■ Work task
From the passage on nitrogen-oxide emissions below, quote the part that opens with the words containing "Switching to renewable" and closes with "the researchers say.", word for word.

■ Passage shown
+===+
Switching to renewable fuels could significantly lower exhaust emissions of toxic nitrogen oxides (NOx) as well as curbing global greenhouse gas emissions. Researchers at KAUST have combined computer analysis with laser-based NOx concentration measurements to understand NOx production pathways in different fuel types.
The results may inspire new ways to mitigate NOx emissions, the researchers say.
Long before climate change focused global attention on vehicle carbon emissions, regulators were clamping down on NOx because of its detrimental effect on air quality.
"Controlling nitrogen-oxide emissions continues to be a real challenge, with ever tightening restrictions on automobiles, trucks, and aviation," says William Roberts, who directs the KAUST Clean Combustion Research Center. "We are continually looking at emerging fuels and trying to develop chemical kinetic mechanisms to predict NOx formation."
+===+
■ Image-grounded pointing data
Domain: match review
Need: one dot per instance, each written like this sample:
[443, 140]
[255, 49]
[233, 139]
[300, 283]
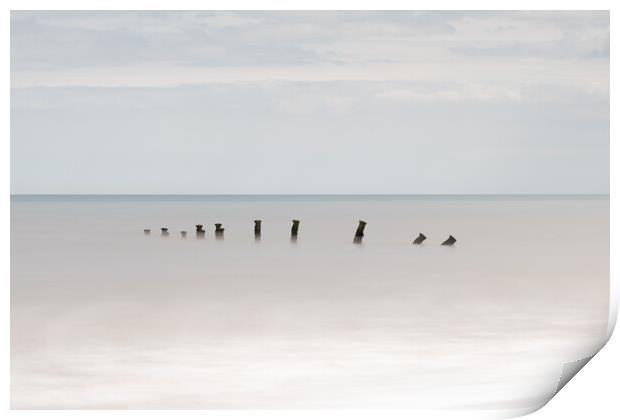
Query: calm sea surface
+===+
■ Output
Switching to renewable fuels could significantly lower exhaust emissions of toxic nitrogen oxides (NOx) as well as curbing global greenhouse gas emissions. Researchers at KAUST have combined computer analysis with laser-based NOx concentration measurements to understand NOx production pathways in different fuel types.
The results may inspire new ways to mitigate NOx emissions, the researchers say.